→ TASK PROMPT
Extract every line below that contains the string "spider", matching case exactly.

→ RECORD EXCERPTS
------------------------
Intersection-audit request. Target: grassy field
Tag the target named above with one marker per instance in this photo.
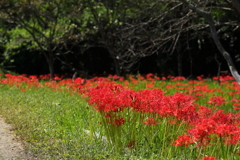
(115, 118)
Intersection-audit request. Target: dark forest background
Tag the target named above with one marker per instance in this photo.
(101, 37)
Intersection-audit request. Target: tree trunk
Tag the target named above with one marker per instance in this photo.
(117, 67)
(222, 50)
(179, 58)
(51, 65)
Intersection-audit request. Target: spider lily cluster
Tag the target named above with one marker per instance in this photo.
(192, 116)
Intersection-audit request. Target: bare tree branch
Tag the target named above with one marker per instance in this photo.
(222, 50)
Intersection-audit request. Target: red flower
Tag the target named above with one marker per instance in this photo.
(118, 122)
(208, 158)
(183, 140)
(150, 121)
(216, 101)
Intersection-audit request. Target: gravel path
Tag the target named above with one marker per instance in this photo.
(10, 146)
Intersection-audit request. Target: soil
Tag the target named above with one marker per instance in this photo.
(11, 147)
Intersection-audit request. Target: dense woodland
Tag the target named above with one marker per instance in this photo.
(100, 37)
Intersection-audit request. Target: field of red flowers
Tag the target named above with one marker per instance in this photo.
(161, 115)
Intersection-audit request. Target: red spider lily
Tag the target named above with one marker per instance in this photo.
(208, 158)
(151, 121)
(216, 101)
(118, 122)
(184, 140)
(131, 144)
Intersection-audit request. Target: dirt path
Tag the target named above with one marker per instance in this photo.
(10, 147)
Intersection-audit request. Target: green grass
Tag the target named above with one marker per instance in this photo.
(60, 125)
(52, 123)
------------------------
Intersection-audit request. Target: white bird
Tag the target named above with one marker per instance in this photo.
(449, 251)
------------------------
→ TASK ANSWER
Intersection-audit request. Target: spider lily cluster
Intersection-audit request. Target: red spider lily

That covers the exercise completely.